§ What is needed
The answer must consist of every line from the data that holds the string "player".

>>>

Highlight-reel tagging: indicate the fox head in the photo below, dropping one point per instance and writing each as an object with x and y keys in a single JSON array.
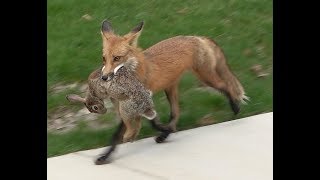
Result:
[{"x": 119, "y": 50}]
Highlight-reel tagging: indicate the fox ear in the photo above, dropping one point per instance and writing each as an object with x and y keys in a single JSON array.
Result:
[
  {"x": 75, "y": 98},
  {"x": 133, "y": 35},
  {"x": 106, "y": 29}
]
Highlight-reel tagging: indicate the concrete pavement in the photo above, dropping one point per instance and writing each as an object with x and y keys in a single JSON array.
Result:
[{"x": 241, "y": 149}]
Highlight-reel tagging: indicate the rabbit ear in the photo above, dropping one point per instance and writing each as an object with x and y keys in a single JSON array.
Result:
[{"x": 75, "y": 98}]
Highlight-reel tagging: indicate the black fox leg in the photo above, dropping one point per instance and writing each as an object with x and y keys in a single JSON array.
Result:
[{"x": 116, "y": 138}]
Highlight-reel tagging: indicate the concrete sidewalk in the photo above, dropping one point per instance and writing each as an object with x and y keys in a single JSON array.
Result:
[{"x": 236, "y": 150}]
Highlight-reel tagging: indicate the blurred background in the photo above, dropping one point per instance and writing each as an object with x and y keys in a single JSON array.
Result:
[{"x": 242, "y": 28}]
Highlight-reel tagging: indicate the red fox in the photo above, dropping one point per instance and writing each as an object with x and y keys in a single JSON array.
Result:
[{"x": 161, "y": 66}]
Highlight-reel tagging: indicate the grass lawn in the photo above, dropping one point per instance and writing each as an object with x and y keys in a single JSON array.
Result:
[{"x": 243, "y": 28}]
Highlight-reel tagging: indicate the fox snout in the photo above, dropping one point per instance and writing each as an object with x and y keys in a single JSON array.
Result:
[{"x": 107, "y": 77}]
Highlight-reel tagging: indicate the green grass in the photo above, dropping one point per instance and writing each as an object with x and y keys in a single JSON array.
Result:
[{"x": 74, "y": 50}]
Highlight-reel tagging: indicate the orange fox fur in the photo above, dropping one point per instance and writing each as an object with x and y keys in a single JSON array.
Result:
[{"x": 161, "y": 66}]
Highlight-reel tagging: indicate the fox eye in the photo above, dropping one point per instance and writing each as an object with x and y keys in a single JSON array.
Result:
[
  {"x": 95, "y": 107},
  {"x": 116, "y": 58}
]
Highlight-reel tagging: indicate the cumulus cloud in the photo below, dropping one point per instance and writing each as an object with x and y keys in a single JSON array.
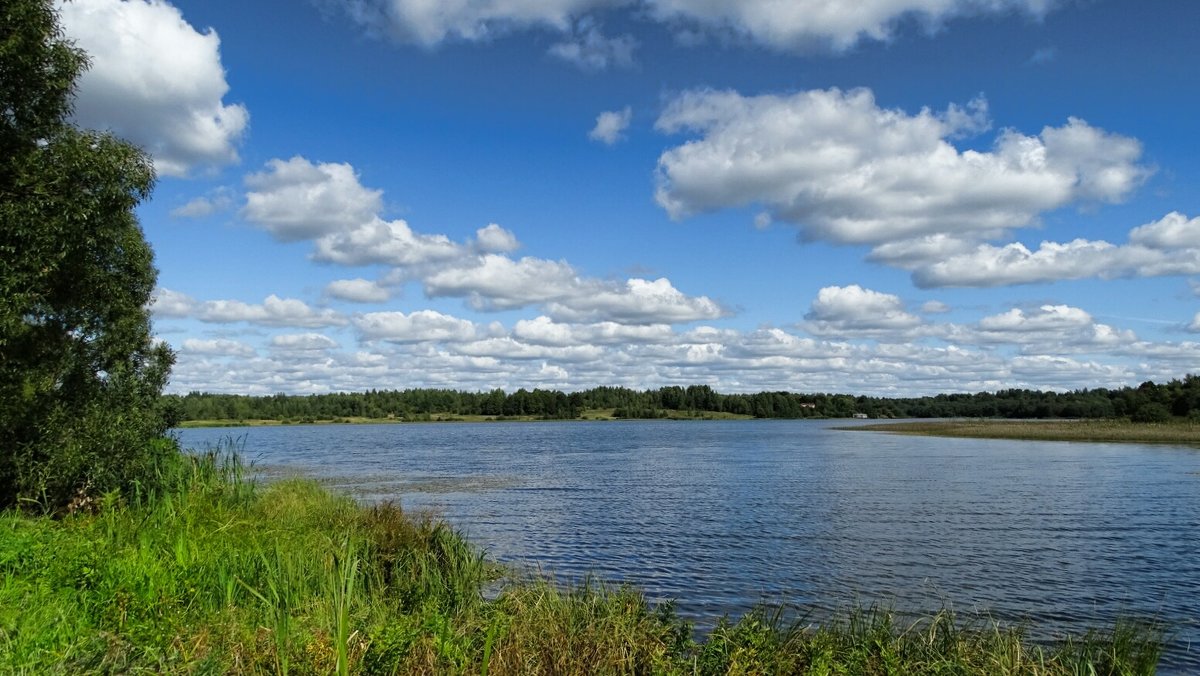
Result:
[
  {"x": 544, "y": 330},
  {"x": 1049, "y": 329},
  {"x": 611, "y": 125},
  {"x": 495, "y": 239},
  {"x": 155, "y": 81},
  {"x": 855, "y": 310},
  {"x": 303, "y": 342},
  {"x": 798, "y": 24},
  {"x": 274, "y": 311},
  {"x": 204, "y": 205},
  {"x": 430, "y": 23},
  {"x": 217, "y": 347},
  {"x": 1053, "y": 346},
  {"x": 637, "y": 301},
  {"x": 837, "y": 24},
  {"x": 357, "y": 291},
  {"x": 168, "y": 303},
  {"x": 417, "y": 327},
  {"x": 297, "y": 199},
  {"x": 498, "y": 282},
  {"x": 1168, "y": 246},
  {"x": 592, "y": 51},
  {"x": 844, "y": 169}
]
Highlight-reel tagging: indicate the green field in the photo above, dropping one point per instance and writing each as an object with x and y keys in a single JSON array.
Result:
[{"x": 1177, "y": 432}]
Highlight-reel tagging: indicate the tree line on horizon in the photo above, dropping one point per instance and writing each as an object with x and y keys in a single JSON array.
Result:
[{"x": 1145, "y": 402}]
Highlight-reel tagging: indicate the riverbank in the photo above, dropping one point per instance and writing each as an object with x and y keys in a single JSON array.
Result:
[
  {"x": 1176, "y": 432},
  {"x": 221, "y": 575},
  {"x": 589, "y": 414}
]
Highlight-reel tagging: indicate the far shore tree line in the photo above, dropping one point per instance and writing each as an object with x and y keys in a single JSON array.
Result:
[{"x": 1147, "y": 402}]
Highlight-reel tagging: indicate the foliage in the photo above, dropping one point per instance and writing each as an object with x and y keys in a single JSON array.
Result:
[
  {"x": 219, "y": 575},
  {"x": 79, "y": 374},
  {"x": 1179, "y": 398}
]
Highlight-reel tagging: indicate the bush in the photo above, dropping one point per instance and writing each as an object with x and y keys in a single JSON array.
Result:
[
  {"x": 79, "y": 372},
  {"x": 1151, "y": 413}
]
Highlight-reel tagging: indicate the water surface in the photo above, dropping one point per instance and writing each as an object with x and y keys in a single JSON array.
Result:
[{"x": 721, "y": 515}]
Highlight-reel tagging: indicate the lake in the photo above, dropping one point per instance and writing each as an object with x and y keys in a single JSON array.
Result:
[{"x": 721, "y": 515}]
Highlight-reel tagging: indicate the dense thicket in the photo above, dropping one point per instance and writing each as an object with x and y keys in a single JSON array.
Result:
[
  {"x": 79, "y": 374},
  {"x": 1149, "y": 402}
]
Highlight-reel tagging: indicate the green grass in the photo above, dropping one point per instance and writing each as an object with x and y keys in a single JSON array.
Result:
[
  {"x": 217, "y": 575},
  {"x": 1177, "y": 432}
]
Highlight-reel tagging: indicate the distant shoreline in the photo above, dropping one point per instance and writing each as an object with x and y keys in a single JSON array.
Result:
[
  {"x": 589, "y": 416},
  {"x": 1119, "y": 431}
]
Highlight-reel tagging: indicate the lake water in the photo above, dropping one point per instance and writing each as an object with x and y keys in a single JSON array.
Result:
[{"x": 721, "y": 515}]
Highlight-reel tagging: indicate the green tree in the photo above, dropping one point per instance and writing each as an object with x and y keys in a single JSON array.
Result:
[{"x": 79, "y": 372}]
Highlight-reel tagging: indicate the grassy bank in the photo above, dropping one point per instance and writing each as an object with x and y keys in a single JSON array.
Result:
[
  {"x": 217, "y": 575},
  {"x": 1177, "y": 432}
]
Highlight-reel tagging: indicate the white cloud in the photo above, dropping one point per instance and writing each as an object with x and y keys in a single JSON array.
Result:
[
  {"x": 297, "y": 199},
  {"x": 637, "y": 301},
  {"x": 1049, "y": 329},
  {"x": 204, "y": 205},
  {"x": 495, "y": 239},
  {"x": 1173, "y": 231},
  {"x": 498, "y": 282},
  {"x": 592, "y": 51},
  {"x": 274, "y": 311},
  {"x": 303, "y": 342},
  {"x": 1168, "y": 246},
  {"x": 544, "y": 330},
  {"x": 845, "y": 169},
  {"x": 1043, "y": 55},
  {"x": 421, "y": 325},
  {"x": 855, "y": 310},
  {"x": 1051, "y": 317},
  {"x": 357, "y": 291},
  {"x": 837, "y": 24},
  {"x": 611, "y": 125},
  {"x": 427, "y": 23},
  {"x": 391, "y": 243},
  {"x": 1055, "y": 346},
  {"x": 155, "y": 81},
  {"x": 219, "y": 347},
  {"x": 797, "y": 24},
  {"x": 168, "y": 303},
  {"x": 505, "y": 347}
]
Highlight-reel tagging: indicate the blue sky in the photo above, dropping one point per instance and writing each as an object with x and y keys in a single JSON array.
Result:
[{"x": 892, "y": 197}]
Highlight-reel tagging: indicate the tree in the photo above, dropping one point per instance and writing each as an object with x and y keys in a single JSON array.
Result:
[{"x": 79, "y": 370}]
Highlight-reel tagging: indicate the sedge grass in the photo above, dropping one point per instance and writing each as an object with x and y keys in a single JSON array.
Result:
[{"x": 219, "y": 575}]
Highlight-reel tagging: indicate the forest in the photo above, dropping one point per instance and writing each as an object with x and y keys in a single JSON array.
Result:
[{"x": 1147, "y": 402}]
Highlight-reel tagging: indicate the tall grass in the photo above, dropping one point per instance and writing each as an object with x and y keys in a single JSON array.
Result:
[
  {"x": 215, "y": 574},
  {"x": 1174, "y": 432}
]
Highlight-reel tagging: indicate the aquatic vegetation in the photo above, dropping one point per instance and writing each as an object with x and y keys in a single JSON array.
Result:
[
  {"x": 1177, "y": 432},
  {"x": 219, "y": 574}
]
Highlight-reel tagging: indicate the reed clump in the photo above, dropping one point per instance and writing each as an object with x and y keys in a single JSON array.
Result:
[
  {"x": 1185, "y": 432},
  {"x": 215, "y": 574}
]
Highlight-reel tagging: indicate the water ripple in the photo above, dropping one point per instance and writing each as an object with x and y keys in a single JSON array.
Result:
[{"x": 725, "y": 515}]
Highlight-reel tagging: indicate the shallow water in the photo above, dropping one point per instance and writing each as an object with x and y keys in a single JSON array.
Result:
[{"x": 721, "y": 515}]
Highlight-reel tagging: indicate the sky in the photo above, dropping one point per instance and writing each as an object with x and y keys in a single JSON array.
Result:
[{"x": 885, "y": 197}]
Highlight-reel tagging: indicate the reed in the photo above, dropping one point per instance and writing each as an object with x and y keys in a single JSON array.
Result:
[
  {"x": 221, "y": 574},
  {"x": 1185, "y": 432}
]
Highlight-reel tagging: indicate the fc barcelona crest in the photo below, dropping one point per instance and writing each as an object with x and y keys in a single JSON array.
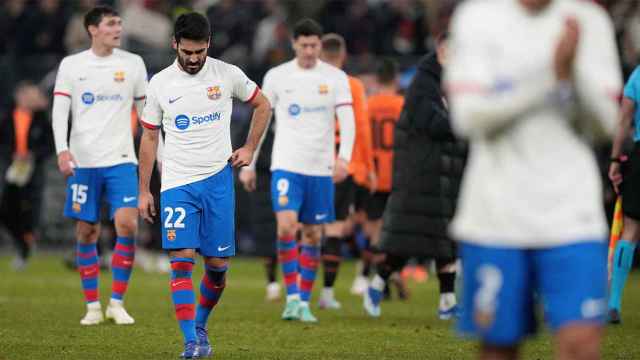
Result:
[
  {"x": 214, "y": 92},
  {"x": 118, "y": 76}
]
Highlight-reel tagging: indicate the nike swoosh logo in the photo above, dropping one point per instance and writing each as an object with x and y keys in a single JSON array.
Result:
[{"x": 171, "y": 101}]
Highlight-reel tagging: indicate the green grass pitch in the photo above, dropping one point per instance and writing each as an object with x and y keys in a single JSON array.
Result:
[{"x": 40, "y": 310}]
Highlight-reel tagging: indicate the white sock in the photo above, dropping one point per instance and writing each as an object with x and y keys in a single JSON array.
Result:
[
  {"x": 377, "y": 283},
  {"x": 94, "y": 305},
  {"x": 327, "y": 293},
  {"x": 447, "y": 301}
]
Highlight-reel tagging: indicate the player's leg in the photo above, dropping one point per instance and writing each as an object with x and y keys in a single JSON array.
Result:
[
  {"x": 217, "y": 244},
  {"x": 83, "y": 196},
  {"x": 498, "y": 305},
  {"x": 317, "y": 209},
  {"x": 180, "y": 218},
  {"x": 286, "y": 198},
  {"x": 448, "y": 305},
  {"x": 121, "y": 192},
  {"x": 385, "y": 267},
  {"x": 621, "y": 265},
  {"x": 572, "y": 282},
  {"x": 334, "y": 237}
]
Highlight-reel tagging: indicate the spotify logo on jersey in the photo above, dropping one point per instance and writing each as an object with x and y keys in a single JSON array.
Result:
[{"x": 182, "y": 122}]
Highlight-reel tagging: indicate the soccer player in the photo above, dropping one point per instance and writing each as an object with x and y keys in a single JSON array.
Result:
[
  {"x": 334, "y": 52},
  {"x": 626, "y": 246},
  {"x": 384, "y": 111},
  {"x": 530, "y": 218},
  {"x": 100, "y": 86},
  {"x": 307, "y": 95},
  {"x": 192, "y": 101}
]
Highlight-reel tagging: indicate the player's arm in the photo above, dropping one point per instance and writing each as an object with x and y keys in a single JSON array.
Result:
[
  {"x": 247, "y": 175},
  {"x": 484, "y": 98},
  {"x": 345, "y": 115},
  {"x": 150, "y": 120},
  {"x": 60, "y": 119},
  {"x": 259, "y": 122},
  {"x": 598, "y": 78},
  {"x": 625, "y": 123}
]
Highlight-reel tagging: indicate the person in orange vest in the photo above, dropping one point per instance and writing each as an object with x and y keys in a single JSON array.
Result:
[
  {"x": 26, "y": 138},
  {"x": 361, "y": 171}
]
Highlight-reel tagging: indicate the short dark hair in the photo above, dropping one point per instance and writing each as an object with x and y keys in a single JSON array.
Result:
[
  {"x": 333, "y": 43},
  {"x": 192, "y": 26},
  {"x": 307, "y": 27},
  {"x": 386, "y": 71},
  {"x": 95, "y": 15}
]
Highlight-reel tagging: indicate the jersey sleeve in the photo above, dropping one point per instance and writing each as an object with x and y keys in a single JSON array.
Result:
[
  {"x": 152, "y": 113},
  {"x": 269, "y": 89},
  {"x": 631, "y": 90},
  {"x": 140, "y": 87},
  {"x": 64, "y": 82},
  {"x": 244, "y": 88},
  {"x": 343, "y": 90}
]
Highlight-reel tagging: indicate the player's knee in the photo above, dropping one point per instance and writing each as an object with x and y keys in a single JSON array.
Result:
[
  {"x": 579, "y": 342},
  {"x": 87, "y": 233},
  {"x": 127, "y": 226}
]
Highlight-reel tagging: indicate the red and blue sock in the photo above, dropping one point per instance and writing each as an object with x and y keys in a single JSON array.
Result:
[
  {"x": 121, "y": 266},
  {"x": 87, "y": 261},
  {"x": 309, "y": 259},
  {"x": 288, "y": 258},
  {"x": 183, "y": 297},
  {"x": 211, "y": 287}
]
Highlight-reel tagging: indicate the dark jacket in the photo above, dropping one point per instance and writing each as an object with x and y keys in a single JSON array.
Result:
[{"x": 427, "y": 170}]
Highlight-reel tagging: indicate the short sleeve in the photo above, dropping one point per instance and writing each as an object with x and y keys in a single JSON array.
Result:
[
  {"x": 152, "y": 113},
  {"x": 64, "y": 82},
  {"x": 269, "y": 89},
  {"x": 140, "y": 90},
  {"x": 343, "y": 91},
  {"x": 244, "y": 88},
  {"x": 631, "y": 88}
]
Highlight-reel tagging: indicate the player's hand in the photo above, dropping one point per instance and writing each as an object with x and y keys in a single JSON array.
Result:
[
  {"x": 566, "y": 49},
  {"x": 373, "y": 182},
  {"x": 248, "y": 179},
  {"x": 146, "y": 206},
  {"x": 241, "y": 157},
  {"x": 615, "y": 175},
  {"x": 66, "y": 163},
  {"x": 340, "y": 171}
]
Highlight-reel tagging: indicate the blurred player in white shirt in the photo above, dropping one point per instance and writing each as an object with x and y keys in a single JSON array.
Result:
[
  {"x": 530, "y": 218},
  {"x": 192, "y": 101},
  {"x": 307, "y": 95},
  {"x": 99, "y": 86}
]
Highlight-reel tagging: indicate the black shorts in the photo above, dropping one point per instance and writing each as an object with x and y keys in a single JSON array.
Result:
[
  {"x": 375, "y": 205},
  {"x": 361, "y": 197},
  {"x": 631, "y": 184},
  {"x": 344, "y": 198}
]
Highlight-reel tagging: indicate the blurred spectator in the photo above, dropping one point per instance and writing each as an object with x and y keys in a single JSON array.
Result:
[
  {"x": 76, "y": 38},
  {"x": 26, "y": 138}
]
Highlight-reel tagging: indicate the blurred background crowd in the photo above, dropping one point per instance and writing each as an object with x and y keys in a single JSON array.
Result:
[{"x": 253, "y": 34}]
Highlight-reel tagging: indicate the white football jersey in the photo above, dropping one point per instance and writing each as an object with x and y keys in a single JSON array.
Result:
[
  {"x": 195, "y": 113},
  {"x": 531, "y": 180},
  {"x": 102, "y": 92},
  {"x": 305, "y": 102}
]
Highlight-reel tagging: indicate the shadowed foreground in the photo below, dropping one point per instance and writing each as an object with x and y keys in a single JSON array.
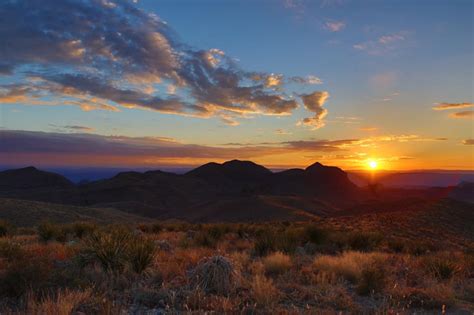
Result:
[{"x": 156, "y": 268}]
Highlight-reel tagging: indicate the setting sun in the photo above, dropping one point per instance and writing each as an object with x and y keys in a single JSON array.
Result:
[{"x": 373, "y": 164}]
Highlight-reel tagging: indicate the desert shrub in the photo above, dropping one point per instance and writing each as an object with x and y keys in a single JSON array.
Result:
[
  {"x": 64, "y": 302},
  {"x": 213, "y": 275},
  {"x": 277, "y": 263},
  {"x": 441, "y": 267},
  {"x": 372, "y": 279},
  {"x": 433, "y": 297},
  {"x": 10, "y": 250},
  {"x": 315, "y": 234},
  {"x": 5, "y": 228},
  {"x": 140, "y": 253},
  {"x": 209, "y": 236},
  {"x": 396, "y": 245},
  {"x": 418, "y": 248},
  {"x": 264, "y": 291},
  {"x": 24, "y": 274},
  {"x": 109, "y": 248},
  {"x": 289, "y": 240},
  {"x": 271, "y": 240},
  {"x": 348, "y": 265},
  {"x": 48, "y": 231},
  {"x": 82, "y": 229},
  {"x": 364, "y": 241},
  {"x": 264, "y": 244}
]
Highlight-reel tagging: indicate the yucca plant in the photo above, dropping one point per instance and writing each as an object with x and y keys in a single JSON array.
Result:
[{"x": 109, "y": 248}]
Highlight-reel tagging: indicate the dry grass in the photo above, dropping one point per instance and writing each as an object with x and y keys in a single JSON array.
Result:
[
  {"x": 64, "y": 302},
  {"x": 277, "y": 263},
  {"x": 214, "y": 275},
  {"x": 264, "y": 291},
  {"x": 231, "y": 277},
  {"x": 349, "y": 265}
]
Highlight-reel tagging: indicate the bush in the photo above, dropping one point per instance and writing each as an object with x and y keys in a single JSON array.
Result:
[
  {"x": 22, "y": 275},
  {"x": 5, "y": 228},
  {"x": 277, "y": 263},
  {"x": 10, "y": 251},
  {"x": 364, "y": 241},
  {"x": 264, "y": 291},
  {"x": 48, "y": 231},
  {"x": 213, "y": 275},
  {"x": 442, "y": 268},
  {"x": 108, "y": 248},
  {"x": 348, "y": 265},
  {"x": 82, "y": 229},
  {"x": 140, "y": 254},
  {"x": 372, "y": 279},
  {"x": 264, "y": 244},
  {"x": 315, "y": 234}
]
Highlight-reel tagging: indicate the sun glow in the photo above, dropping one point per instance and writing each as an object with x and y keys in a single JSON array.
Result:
[{"x": 372, "y": 164}]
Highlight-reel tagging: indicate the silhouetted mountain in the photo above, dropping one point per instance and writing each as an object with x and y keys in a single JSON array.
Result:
[
  {"x": 30, "y": 177},
  {"x": 231, "y": 191},
  {"x": 464, "y": 192},
  {"x": 33, "y": 184}
]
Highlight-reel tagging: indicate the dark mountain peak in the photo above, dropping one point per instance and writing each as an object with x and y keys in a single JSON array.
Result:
[
  {"x": 246, "y": 166},
  {"x": 316, "y": 165},
  {"x": 29, "y": 177},
  {"x": 320, "y": 168},
  {"x": 235, "y": 170}
]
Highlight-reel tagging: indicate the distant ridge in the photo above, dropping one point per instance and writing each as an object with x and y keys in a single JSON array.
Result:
[{"x": 232, "y": 191}]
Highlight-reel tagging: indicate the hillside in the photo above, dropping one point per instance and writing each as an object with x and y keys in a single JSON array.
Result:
[{"x": 30, "y": 213}]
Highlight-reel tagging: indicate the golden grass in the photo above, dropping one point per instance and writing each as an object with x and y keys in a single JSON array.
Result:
[
  {"x": 264, "y": 292},
  {"x": 277, "y": 263},
  {"x": 64, "y": 302},
  {"x": 348, "y": 265}
]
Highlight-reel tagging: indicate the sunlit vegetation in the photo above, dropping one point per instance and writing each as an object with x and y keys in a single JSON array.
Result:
[{"x": 280, "y": 268}]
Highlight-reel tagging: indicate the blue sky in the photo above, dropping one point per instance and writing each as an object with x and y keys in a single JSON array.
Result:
[{"x": 384, "y": 65}]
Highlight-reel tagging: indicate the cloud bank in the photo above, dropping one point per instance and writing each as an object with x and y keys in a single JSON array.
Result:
[{"x": 56, "y": 53}]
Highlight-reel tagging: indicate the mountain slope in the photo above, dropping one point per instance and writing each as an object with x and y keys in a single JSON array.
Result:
[{"x": 30, "y": 213}]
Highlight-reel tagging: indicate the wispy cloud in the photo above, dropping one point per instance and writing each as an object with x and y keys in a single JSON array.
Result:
[
  {"x": 447, "y": 106},
  {"x": 334, "y": 26},
  {"x": 56, "y": 51},
  {"x": 314, "y": 102},
  {"x": 468, "y": 114},
  {"x": 468, "y": 142},
  {"x": 384, "y": 44},
  {"x": 75, "y": 128}
]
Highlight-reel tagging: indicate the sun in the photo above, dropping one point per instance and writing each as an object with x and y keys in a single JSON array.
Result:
[{"x": 373, "y": 164}]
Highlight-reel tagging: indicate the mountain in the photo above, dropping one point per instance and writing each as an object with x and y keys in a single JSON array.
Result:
[
  {"x": 31, "y": 213},
  {"x": 31, "y": 177},
  {"x": 464, "y": 192},
  {"x": 231, "y": 191},
  {"x": 33, "y": 184}
]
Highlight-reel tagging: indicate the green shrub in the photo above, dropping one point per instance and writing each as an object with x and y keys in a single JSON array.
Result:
[
  {"x": 23, "y": 275},
  {"x": 264, "y": 244},
  {"x": 116, "y": 249},
  {"x": 396, "y": 245},
  {"x": 82, "y": 229},
  {"x": 48, "y": 231},
  {"x": 140, "y": 253},
  {"x": 11, "y": 251},
  {"x": 364, "y": 241},
  {"x": 108, "y": 248},
  {"x": 5, "y": 228},
  {"x": 315, "y": 234},
  {"x": 372, "y": 279},
  {"x": 442, "y": 268}
]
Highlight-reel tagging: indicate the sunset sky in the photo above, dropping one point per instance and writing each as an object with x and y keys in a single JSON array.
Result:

<<<

§ Response below
Highlight-reel tagging: indicate the player's leg in the photo above, dropping one point per instance and writing each as an object with x and y keys in a single JSON array.
Highlight-reel tagging: indicate the soccer player in the photo above, dropping one point per instance and writing each as an object with x and y keys in a single JSON array.
Highlight-reel tagging: indicate the player's arm in the photo above, dropping one point per instance and writing each as an object with x and y keys in a single JSON array.
Highlight-reel tagging: indicate the player's knee in the photo above, dropping one point per instance and writing each as an object with x and y keys in a single JSON array.
Highlight-reel tagging: indicate the player's hand in the photo above, dropping one point per instance and writing each as an object with x and y keys in a single JSON array.
Highlight-reel tagging: indicate the blurred player in white shirt in the photo above, dropping one point per instance and writing each as an object with x and y keys in a single JSON array.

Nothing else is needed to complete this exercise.